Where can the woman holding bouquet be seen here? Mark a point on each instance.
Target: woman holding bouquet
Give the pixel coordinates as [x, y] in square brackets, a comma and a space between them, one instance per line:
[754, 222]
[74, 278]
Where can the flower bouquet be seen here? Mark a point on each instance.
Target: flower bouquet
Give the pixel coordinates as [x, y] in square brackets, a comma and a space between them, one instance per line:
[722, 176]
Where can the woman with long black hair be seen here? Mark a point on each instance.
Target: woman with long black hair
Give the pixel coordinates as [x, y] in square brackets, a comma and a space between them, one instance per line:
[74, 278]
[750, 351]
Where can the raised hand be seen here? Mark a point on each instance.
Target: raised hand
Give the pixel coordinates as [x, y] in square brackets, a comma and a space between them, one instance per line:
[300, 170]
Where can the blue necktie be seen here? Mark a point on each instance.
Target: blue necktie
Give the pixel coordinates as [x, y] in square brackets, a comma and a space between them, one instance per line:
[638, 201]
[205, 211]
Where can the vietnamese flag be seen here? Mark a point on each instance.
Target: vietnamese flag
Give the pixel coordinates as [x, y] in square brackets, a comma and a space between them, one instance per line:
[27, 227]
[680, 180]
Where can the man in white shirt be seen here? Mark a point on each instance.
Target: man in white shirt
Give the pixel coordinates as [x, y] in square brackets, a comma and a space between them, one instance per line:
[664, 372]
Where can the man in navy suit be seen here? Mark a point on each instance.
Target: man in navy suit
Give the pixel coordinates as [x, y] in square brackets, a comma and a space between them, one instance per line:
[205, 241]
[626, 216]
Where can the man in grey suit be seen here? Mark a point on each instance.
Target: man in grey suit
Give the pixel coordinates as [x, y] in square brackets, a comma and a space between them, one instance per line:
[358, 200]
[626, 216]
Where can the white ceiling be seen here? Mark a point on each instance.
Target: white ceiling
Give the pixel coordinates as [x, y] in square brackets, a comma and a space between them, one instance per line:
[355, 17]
----------
» **What to produce**
Type out the whole listing above again, exactly as it stands.

» **Result**
Where can the woman holding bouquet be seen here? Mark a point on each instance.
Target: woman holding bouquet
Give the pixel coordinates as [x, y] in square brackets, a comma and a space between them, one instance per line:
[754, 222]
[74, 278]
Where can the flower bouquet be seen here? Mark a point on each instance.
Target: flower bouquet
Give the pixel coordinates as [x, y] in square brackets, a comma and a space between them, one instance per line:
[722, 176]
Where can the woman with long black hair be seen here? Mark a point on each instance.
Target: woman with long black hair
Give the pixel coordinates as [x, y] in square brackets, a comma and a space between them, one instance per line:
[74, 278]
[750, 351]
Where can the raised hand be seen here? Mark a point on each instance.
Target: raised hand
Give the pixel coordinates as [x, y] in square brackets, a comma and a space between them, one instance per line:
[300, 170]
Where can the blue necktie be seen here? Mark a point on each instance.
Target: blue necktie
Give the pixel coordinates as [x, y] in square brackets, a comma and a space between them, one instance per line:
[638, 201]
[205, 211]
Where can the vietnamese flag be seen here? Mark a point on each instance.
Target: vietnamese flag
Give the pixel coordinates as [x, y] in square brackets, a comma and a space between them, one instance per line:
[27, 227]
[680, 180]
Where can the man in white shirt be seen here? Mark a point on each instance.
Target: man in white shirt
Give the pixel coordinates as [x, y] in square brackets, a comma and a space between them, one instance per line:
[664, 372]
Where can the man in navy suit be seen here? Mark a point on each instance.
Target: man in navy suit
Give the pixel coordinates as [x, y] in square brackets, a comma and a space between them, one instance per line:
[205, 241]
[626, 216]
Where can the man in grey suit be seen here? Mark a point on each instance.
Target: man in grey suit
Give the pixel coordinates as [x, y] in square brackets, a comma and a space between them, one instance per line:
[358, 200]
[626, 216]
Where can the white ceiling be seen here? Mark a point on each instance.
Target: white ceiling
Give the pixel coordinates as [x, y] in square brackets, a comma and a space between them, one instance per line:
[355, 17]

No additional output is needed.